Le curieux problème de la stabilité des coûts du chauffage urbain

vendredi 13 octobre 2023

Le point commun des systèmes d'infrastructure est qu'ils permettent non seulement d'optimiser les coûts, mais aussi de les stabiliser. Les systèmes énergétiques urbains, qu'il s'agisse de chauffage ou de refroidissement urbains, ne sont pas différents. Grâce à une planification thermique minutieuse, à l'identification des sources de chaleur ou de froid possibles et à l'application d'une combinaison favorable de technologies de production thermique, les services publics d'énergie urbaine peuvent garantir un coût de production thermique optimal, une stabilité exceptionnelle des coûts et une résilience de fonctionnement. Cet article démontre l'importance de choisir la combinaison optimale de technologies de production de chaleur en fonction des coûts d'investissement (CAPEX) et des coûts d'exploitation (OPEX). En adoptant un fonctionnement multi-sources, les services publics de distribution d'énergie peuvent réduire de manière significative le coût de la production thermique par rapport à un fonctionnement mono-source.

+---+

Selon l'extrait sur le chauffage urbain, quels résultats les services publics d'énergie urbaine peuvent-ils garantir ? Citez-les tous.

+---+

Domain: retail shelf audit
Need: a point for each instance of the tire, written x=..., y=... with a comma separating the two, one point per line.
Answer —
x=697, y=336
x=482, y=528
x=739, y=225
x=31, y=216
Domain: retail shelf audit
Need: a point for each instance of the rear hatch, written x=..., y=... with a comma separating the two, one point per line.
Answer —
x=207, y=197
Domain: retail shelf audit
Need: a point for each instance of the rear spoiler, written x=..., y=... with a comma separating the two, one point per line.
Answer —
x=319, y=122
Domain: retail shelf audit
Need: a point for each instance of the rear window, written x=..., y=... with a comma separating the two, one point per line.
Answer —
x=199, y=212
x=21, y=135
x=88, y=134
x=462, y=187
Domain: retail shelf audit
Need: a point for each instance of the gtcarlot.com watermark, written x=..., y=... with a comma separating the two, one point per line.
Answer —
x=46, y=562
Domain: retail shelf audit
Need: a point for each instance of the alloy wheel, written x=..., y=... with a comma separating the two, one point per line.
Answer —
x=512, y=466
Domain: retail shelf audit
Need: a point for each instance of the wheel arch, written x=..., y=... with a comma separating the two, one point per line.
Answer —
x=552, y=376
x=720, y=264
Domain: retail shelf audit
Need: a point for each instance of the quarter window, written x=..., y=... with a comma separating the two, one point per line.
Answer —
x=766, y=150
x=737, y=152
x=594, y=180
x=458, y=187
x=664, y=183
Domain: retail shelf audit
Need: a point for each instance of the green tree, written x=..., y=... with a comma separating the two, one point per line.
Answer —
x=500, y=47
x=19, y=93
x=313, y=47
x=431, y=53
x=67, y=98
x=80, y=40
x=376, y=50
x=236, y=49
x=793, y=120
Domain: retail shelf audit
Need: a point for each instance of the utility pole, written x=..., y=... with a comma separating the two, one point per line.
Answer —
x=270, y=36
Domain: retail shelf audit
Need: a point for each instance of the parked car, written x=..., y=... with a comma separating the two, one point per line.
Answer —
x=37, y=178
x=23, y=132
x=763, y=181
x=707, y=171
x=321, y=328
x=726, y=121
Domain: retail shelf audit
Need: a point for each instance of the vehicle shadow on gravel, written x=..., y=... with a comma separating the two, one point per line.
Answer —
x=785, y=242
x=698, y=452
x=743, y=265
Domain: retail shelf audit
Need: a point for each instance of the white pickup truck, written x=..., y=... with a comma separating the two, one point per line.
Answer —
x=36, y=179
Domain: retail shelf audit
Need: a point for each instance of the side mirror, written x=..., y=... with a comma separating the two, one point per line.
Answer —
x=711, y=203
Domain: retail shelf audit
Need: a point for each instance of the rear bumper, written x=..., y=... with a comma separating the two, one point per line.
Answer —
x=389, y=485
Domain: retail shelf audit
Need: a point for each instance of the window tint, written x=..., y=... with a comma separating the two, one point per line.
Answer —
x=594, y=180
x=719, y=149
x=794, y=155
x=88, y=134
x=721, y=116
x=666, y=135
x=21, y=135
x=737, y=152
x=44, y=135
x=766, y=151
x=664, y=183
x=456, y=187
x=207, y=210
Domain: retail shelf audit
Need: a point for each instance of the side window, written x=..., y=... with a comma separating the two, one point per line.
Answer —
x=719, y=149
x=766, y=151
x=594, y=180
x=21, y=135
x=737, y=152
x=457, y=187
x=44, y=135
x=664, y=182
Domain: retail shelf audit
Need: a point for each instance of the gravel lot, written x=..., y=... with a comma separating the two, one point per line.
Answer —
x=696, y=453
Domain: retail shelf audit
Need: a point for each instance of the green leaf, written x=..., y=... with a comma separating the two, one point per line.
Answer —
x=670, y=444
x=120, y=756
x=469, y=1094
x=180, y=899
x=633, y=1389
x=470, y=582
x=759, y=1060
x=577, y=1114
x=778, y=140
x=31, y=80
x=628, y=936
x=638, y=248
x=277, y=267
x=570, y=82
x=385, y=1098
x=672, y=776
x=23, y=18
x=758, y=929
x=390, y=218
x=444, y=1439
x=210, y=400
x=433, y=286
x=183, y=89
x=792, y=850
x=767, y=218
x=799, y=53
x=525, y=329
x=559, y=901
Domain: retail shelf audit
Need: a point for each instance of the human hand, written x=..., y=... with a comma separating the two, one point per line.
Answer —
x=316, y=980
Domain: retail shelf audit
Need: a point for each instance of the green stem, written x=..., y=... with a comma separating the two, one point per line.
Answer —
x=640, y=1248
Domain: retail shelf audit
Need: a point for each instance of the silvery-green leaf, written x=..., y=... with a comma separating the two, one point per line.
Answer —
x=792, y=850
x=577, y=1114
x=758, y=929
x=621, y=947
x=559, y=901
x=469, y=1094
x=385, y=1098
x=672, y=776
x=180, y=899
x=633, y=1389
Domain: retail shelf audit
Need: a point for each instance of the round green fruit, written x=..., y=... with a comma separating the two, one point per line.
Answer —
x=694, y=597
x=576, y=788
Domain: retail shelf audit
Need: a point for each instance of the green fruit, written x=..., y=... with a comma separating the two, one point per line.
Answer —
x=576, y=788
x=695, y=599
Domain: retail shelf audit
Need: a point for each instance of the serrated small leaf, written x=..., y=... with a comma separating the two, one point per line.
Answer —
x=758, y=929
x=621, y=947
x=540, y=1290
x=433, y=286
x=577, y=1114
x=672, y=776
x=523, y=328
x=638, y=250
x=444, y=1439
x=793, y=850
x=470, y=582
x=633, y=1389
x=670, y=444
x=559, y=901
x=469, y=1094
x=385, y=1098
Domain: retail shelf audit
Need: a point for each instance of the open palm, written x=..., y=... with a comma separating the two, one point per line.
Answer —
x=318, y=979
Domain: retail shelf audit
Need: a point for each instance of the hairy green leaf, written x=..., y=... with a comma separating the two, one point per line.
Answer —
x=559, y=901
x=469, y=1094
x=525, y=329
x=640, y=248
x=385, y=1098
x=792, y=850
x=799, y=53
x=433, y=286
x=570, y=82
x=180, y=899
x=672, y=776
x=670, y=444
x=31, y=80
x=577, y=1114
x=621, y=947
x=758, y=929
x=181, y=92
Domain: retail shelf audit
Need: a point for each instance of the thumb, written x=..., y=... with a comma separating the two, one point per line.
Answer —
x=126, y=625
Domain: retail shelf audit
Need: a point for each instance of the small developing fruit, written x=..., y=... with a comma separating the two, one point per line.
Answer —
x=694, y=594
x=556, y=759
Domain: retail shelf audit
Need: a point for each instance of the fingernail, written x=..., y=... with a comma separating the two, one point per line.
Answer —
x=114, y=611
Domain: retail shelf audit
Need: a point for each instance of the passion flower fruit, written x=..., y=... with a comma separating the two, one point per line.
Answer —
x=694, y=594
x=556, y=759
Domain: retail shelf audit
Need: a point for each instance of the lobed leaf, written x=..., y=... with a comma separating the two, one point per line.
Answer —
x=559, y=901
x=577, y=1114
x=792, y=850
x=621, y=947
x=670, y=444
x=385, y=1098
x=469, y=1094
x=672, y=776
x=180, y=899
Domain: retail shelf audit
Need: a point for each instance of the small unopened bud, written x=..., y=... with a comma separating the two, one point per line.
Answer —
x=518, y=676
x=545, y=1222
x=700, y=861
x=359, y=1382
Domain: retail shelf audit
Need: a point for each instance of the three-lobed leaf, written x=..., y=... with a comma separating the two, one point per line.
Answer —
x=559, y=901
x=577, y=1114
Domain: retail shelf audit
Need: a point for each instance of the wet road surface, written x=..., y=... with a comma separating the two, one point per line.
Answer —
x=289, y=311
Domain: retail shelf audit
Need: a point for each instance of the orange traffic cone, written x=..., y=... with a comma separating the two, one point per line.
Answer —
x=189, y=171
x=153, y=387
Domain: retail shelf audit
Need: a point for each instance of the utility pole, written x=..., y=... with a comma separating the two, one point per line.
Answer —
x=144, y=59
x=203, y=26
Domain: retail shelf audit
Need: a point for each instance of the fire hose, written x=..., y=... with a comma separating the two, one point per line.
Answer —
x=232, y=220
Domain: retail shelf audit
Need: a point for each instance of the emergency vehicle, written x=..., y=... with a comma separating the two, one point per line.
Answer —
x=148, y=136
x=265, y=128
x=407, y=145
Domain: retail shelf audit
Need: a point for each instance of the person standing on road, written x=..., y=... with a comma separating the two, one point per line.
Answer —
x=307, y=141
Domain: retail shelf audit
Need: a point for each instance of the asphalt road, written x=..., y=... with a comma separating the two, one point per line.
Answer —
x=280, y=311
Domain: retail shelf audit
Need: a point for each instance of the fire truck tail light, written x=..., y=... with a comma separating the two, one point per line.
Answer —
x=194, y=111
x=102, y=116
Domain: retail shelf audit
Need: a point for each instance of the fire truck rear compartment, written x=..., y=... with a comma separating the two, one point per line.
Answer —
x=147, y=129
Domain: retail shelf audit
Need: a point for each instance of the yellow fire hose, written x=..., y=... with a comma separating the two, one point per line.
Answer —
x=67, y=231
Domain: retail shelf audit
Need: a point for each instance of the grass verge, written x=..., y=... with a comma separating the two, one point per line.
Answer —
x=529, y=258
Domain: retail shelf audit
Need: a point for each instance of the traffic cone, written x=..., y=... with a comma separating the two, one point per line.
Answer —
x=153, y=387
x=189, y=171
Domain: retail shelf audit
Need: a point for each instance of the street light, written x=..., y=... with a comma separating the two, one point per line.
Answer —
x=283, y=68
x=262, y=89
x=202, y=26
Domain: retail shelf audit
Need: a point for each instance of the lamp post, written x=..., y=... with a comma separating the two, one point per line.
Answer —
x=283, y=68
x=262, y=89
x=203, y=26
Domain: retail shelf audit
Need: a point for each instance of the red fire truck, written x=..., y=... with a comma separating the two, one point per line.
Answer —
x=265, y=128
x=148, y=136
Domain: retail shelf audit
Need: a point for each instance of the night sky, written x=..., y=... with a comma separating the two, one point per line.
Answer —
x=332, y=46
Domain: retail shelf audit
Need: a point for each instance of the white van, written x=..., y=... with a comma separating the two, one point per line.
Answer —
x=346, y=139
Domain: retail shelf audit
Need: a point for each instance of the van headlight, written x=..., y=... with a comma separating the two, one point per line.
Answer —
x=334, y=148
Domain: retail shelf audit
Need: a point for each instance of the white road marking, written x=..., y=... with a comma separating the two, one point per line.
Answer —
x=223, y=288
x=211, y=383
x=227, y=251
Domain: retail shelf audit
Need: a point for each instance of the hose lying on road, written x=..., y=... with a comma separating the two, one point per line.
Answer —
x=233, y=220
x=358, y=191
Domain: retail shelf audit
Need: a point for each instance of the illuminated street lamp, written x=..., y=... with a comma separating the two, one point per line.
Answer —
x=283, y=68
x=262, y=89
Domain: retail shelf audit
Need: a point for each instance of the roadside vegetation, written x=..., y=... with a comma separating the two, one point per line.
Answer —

+---+

**Réponse attendue**
- un coût de production thermique optimal
- une stabilité exceptionnelle des coûts
- une résilience de fonctionnement